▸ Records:

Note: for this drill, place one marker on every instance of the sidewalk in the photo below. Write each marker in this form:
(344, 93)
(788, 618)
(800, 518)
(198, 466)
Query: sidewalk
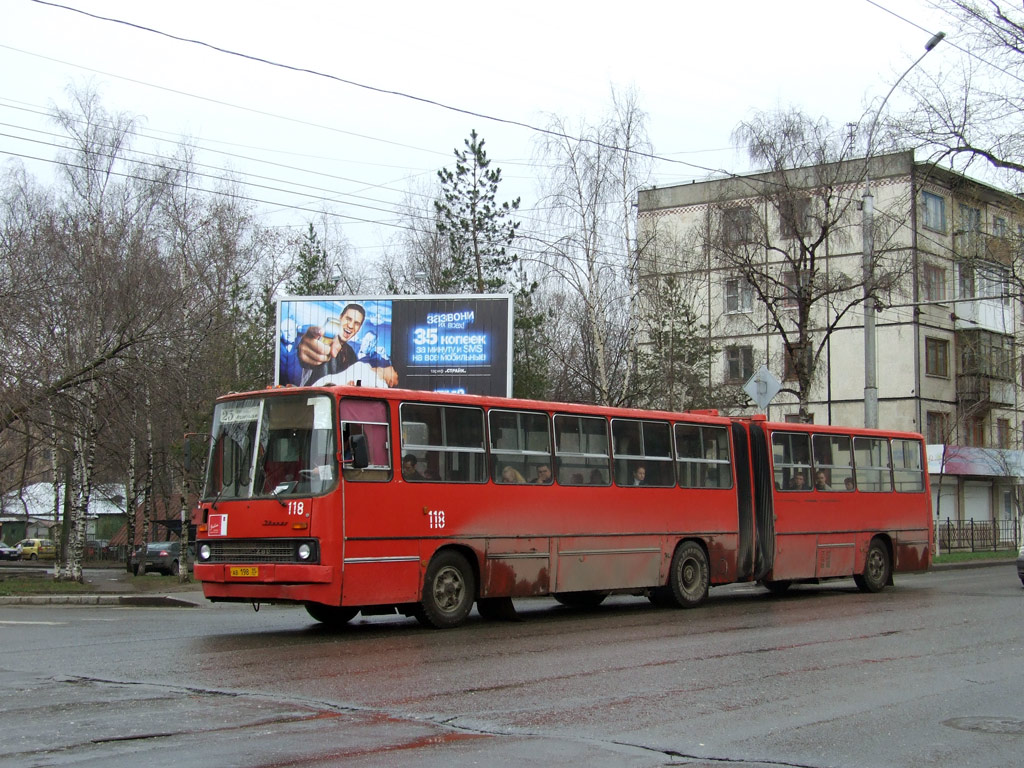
(117, 587)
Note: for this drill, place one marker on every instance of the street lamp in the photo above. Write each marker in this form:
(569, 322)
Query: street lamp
(867, 264)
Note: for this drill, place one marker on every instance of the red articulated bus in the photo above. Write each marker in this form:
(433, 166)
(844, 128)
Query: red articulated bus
(349, 500)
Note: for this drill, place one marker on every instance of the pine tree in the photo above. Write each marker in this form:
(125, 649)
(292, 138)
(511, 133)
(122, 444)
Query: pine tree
(478, 229)
(312, 271)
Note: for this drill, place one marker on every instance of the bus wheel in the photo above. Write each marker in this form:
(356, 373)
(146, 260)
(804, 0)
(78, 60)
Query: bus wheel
(878, 568)
(585, 599)
(332, 615)
(449, 591)
(689, 577)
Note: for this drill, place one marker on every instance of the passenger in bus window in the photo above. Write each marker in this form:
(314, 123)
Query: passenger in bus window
(409, 470)
(640, 475)
(543, 475)
(511, 474)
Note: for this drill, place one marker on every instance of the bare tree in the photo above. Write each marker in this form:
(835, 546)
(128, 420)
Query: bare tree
(778, 231)
(973, 111)
(590, 249)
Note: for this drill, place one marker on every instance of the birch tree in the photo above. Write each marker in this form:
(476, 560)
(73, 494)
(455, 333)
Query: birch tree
(590, 248)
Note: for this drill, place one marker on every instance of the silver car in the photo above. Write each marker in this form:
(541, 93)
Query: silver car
(160, 557)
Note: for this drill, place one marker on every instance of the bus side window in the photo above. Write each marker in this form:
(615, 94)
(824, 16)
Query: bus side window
(582, 450)
(907, 466)
(873, 464)
(448, 441)
(366, 451)
(520, 446)
(792, 458)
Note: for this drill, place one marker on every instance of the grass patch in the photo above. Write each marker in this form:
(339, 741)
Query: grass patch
(1003, 554)
(40, 585)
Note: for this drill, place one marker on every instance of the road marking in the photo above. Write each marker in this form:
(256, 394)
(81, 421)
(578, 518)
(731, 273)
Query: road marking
(43, 624)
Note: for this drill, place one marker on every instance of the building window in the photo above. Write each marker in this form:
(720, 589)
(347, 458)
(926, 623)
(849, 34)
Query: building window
(985, 353)
(737, 225)
(937, 424)
(738, 296)
(1003, 433)
(790, 364)
(975, 429)
(934, 283)
(937, 357)
(935, 212)
(791, 287)
(793, 218)
(998, 226)
(739, 364)
(969, 231)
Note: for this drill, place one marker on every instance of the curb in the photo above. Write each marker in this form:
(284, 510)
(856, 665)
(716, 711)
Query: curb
(972, 564)
(139, 601)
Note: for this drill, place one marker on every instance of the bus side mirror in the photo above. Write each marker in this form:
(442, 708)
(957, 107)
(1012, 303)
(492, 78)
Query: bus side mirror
(360, 455)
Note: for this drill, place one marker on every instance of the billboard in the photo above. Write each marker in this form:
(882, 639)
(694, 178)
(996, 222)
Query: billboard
(438, 343)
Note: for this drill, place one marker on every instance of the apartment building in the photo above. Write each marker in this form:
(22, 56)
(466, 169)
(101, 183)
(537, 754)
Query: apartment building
(775, 264)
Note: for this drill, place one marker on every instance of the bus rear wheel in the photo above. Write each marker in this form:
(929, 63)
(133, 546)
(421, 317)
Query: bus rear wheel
(689, 576)
(449, 592)
(332, 615)
(878, 568)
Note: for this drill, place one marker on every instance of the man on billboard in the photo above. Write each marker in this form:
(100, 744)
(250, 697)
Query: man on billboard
(327, 356)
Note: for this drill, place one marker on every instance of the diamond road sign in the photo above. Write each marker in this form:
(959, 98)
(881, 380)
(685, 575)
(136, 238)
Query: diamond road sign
(762, 387)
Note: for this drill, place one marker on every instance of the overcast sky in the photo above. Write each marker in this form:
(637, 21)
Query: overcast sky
(697, 68)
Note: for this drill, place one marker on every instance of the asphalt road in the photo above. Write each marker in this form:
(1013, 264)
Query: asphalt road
(925, 674)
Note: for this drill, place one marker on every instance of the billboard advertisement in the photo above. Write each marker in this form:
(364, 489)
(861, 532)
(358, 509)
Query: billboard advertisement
(438, 343)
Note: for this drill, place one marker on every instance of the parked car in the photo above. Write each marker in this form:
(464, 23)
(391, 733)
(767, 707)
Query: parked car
(158, 557)
(41, 549)
(1020, 563)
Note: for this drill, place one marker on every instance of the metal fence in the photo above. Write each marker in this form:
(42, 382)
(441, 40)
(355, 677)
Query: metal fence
(976, 536)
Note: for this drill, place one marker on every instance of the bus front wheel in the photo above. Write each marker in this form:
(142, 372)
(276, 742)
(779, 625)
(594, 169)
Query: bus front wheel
(449, 592)
(689, 577)
(878, 568)
(332, 615)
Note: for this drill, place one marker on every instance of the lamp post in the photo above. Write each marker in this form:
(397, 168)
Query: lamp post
(867, 263)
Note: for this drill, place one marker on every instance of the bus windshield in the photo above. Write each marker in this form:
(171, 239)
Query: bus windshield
(271, 446)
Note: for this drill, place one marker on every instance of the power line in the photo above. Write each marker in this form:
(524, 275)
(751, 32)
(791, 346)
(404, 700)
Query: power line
(384, 91)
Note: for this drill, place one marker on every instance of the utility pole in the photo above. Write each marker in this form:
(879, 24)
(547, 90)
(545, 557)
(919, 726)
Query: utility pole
(867, 262)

▸ YOUR GOAL: Are you able to set down all the lines above exactly, without any pictures?

▸ COMPLETED EXERCISE:
Note: for this drill, place one marker on every instance of the sidewalk in the photo below. Write each marker in this form:
(344, 93)
(788, 618)
(800, 518)
(198, 466)
Query: sidewalk
(117, 587)
Note: for this drill, place one marker on every instance of the street lamp in the photo above. Write each marker in this form:
(569, 322)
Query: street lamp
(867, 264)
Note: for this drill, place one marker on every instance of the red articulated bus in the photo above. Write each marker in this form:
(433, 166)
(844, 128)
Query: red articulated bus
(349, 500)
Note: for this drill, place one marker on every instance of the pine tree in the photo above. Write each marker in this form:
(125, 649)
(292, 138)
(511, 133)
(122, 444)
Query: pine tree
(478, 229)
(312, 271)
Note: for this drill, place one marker on every instance of the bus wheel in the photo above. Write each marker in this form:
(356, 373)
(146, 260)
(804, 0)
(78, 60)
Query: bus wheel
(878, 568)
(585, 599)
(332, 615)
(449, 591)
(689, 577)
Note: for this drill, place one marker on every instance of the passenger in bus window in the photo above. Write each marker in this form:
(314, 123)
Query: passenger in bus window
(409, 470)
(640, 475)
(543, 475)
(511, 474)
Note: for this drill, place one marker on every instance of the bare tree in the photo above. Write each marker in this form:
(835, 546)
(128, 420)
Query: bare tree
(778, 231)
(973, 111)
(590, 249)
Note: for this drill, place one marker on every instance of the birch tree in the photo above. Write each marker in this form:
(476, 560)
(73, 494)
(455, 333)
Query: birch tree
(590, 248)
Note: for this drill, place one marker on every instance of the silver car in the photo above. Write each marker in this form:
(541, 93)
Query: silver car
(160, 557)
Note: for this drill, place one marker on every instance of the bus side window in the photo above. Write each marker in this form:
(615, 94)
(824, 16)
Query: bus side window
(582, 450)
(907, 466)
(873, 464)
(448, 441)
(366, 451)
(520, 446)
(792, 458)
Note: for this drill, place one marker on every instance of the grass patch in the photo above. Write each marker in this form:
(339, 741)
Query: grass patch
(1003, 554)
(40, 585)
Note: for this drill, place one marker on every instance of the road marking in the photo above. Write each marker in this form:
(256, 394)
(81, 421)
(578, 518)
(731, 273)
Query: road marking
(43, 624)
Note: for this drill, place one marker on every instance of the building window in the photo above. Write each marker in this form:
(720, 589)
(347, 458)
(926, 623)
(849, 34)
Query: building window
(985, 353)
(737, 225)
(937, 424)
(738, 296)
(1003, 433)
(790, 364)
(975, 429)
(934, 283)
(937, 357)
(935, 212)
(791, 287)
(793, 218)
(998, 226)
(739, 364)
(969, 231)
Note: for this drill, place one marker on every instance of the curb in the photo above. Write each marker in this form:
(284, 510)
(856, 665)
(716, 711)
Query: curb
(972, 564)
(139, 601)
Note: for this drill, place one marker on every instance of the bus side mirror in the photo above. Write each marker in this form:
(442, 708)
(957, 107)
(1012, 303)
(492, 78)
Query: bus side mirror
(360, 455)
Note: for this drill, place one marker on every instance of the billboard in the photo above. Write each marker in this form:
(882, 639)
(694, 178)
(996, 222)
Query: billboard
(438, 343)
Note: for this drill, place one marker on every instance of the apartment building in the photo above. Write each marker in this form:
(22, 56)
(466, 169)
(101, 183)
(537, 754)
Query: apartment building
(775, 264)
Note: for this drill, place one marker on every instance of the bus rear wheel in the photo above. Write each marker in this form:
(929, 63)
(133, 546)
(421, 317)
Query: bus rear wheel
(689, 576)
(449, 592)
(332, 615)
(878, 568)
Note: for this drill, place one marker on every instance of the man on billboard in the photo above. Write each marker in this form:
(100, 744)
(250, 697)
Query: man on billboard
(327, 356)
Note: for this drill, place one marker on every instance of the diamond road sign in the photo above. Write each marker in this form:
(959, 98)
(881, 380)
(685, 575)
(136, 238)
Query: diamond road sign
(762, 387)
Note: for this drill, place one marker on every instance of the overcast sky in the photo above. Write each marker in this form:
(637, 21)
Query: overcast sky
(697, 68)
Note: for this drill, place one marker on every instance of the asphalt road in the photo above. Write each marker in this form:
(1013, 264)
Query: asphalt road
(925, 674)
Note: for this drill, place one marker on every instance of the billboard advertisement in the photo above. Write each marker in this form:
(364, 489)
(861, 532)
(358, 509)
Query: billboard advertisement
(438, 343)
Note: for this drill, place one marker on every instance of the parked car in the photo above. Write each marker in this form:
(464, 23)
(391, 733)
(767, 707)
Query: parked car
(158, 557)
(41, 549)
(1020, 563)
Note: for this drill, place one marker on every instance of the metal fence in the photo above. Write each marker in this form:
(42, 382)
(441, 40)
(355, 677)
Query: metal fence
(976, 536)
Note: for this drill, place one marker on every instance of the bus front wheel in the photo above. Write each marker in this form:
(142, 372)
(276, 742)
(779, 625)
(594, 169)
Query: bus front wheel
(449, 592)
(689, 577)
(878, 568)
(332, 615)
Note: for this drill, place one marker on every instance of the lamp post in the photo above. Write each marker in this form:
(397, 168)
Query: lamp post
(867, 263)
Note: for this drill, place one marker on every instance of the bus windshield in the photo above. Write each marker in this form:
(171, 239)
Query: bus windshield
(271, 446)
Note: for this drill, place one marker on every instance of the power line in the photo above. Write each marker in this form:
(524, 275)
(751, 32)
(791, 346)
(404, 700)
Query: power line
(384, 91)
Note: for this drill, place one marker on every instance of the utility pole in the photo above. Write each marker in this form:
(879, 24)
(547, 90)
(545, 557)
(919, 726)
Query: utility pole
(867, 262)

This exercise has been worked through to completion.